— AIM OF THE TASK —
From the first line to the last, print the data exactly as written.
□ □ □
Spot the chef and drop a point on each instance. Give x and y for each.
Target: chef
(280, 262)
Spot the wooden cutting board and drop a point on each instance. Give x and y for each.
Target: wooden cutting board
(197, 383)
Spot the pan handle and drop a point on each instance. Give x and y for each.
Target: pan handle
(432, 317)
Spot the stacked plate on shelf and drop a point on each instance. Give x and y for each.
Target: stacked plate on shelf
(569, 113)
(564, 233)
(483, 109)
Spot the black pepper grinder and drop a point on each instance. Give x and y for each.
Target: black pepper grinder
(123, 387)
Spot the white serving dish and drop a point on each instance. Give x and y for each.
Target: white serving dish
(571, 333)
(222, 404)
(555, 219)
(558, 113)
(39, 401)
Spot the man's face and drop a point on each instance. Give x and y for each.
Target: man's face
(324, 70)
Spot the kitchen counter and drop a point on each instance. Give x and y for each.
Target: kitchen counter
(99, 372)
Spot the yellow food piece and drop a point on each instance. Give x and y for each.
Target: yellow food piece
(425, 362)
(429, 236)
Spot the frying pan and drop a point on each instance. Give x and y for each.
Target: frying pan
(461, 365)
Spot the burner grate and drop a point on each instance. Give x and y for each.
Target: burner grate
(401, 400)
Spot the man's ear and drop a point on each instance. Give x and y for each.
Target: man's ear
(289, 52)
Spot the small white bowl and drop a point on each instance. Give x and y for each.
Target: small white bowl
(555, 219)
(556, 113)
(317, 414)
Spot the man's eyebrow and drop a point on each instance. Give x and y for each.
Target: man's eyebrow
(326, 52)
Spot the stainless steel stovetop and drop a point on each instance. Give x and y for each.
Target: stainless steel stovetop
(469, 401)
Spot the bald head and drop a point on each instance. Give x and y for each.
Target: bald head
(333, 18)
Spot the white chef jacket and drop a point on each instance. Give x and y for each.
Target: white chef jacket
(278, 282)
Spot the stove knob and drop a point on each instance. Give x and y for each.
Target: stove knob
□ □ □
— EXERCISE RESPONSE —
Spot the chef and drop a point on each instance. Give x and y for each.
Target: chef
(280, 262)
Spot the wooden cutting board and drop a point on each instance. Give x and y for each.
Target: wooden cutting board
(197, 383)
Spot the pan handle and drop a point on each instance. Give x and y for each.
Target: pan handle
(432, 317)
Spot the stacked plate on shelf and drop a point on each instance. Give x and y for each.
Target: stacked plate on shelf
(569, 113)
(564, 233)
(483, 109)
Spot the black pepper grinder and drop a point on each instance. Give x and y for each.
Target: black pepper grinder
(123, 387)
Spot the white serving dish and drop a point on each instance. Give x and y for each.
Target: white serving dish
(571, 333)
(222, 404)
(555, 219)
(558, 113)
(39, 401)
Spot the man's face and drop a point on each instance. Give x and y for each.
Target: man's face
(324, 70)
Spot the kitchen counter and drop a point on each instance. Give x and y for each.
Target: kitchen counter
(99, 372)
Spot the yellow food piece and drop a point on each instance. Give x and y for each.
Target: yellow food piece
(425, 362)
(429, 236)
Spot the frying pan and drop a point on each instance. Give x and y for each.
Target: frying pan
(461, 365)
Spot the burner grate and drop a point on each instance. Give x and y for each.
Target: burner grate
(401, 400)
Spot the man's ear and drop a point on each instance. Give x and y for each.
Target: man's ear
(289, 52)
Spot the small white bowl and drop a point on each instance. Give x and y for each.
Target: small white bowl
(555, 219)
(556, 113)
(317, 414)
Spot the man's eyebrow and drop a point on each instance. Give x and y for each.
Target: man's eyebrow
(326, 52)
Spot the stainless steel stovetop and drop a point on each instance. Give x and y for each.
Target: stainless steel stovetop
(469, 401)
Spot the bald head and drop a point on each instance. Give x and y for each.
Target: bald head
(333, 18)
Spot the white chef jacket and drop a point on each instance. Give x and y for each.
Target: white chef jacket
(278, 282)
Spot the stove knob and drop a point on each instance. Give x and y for each.
Target: stove knob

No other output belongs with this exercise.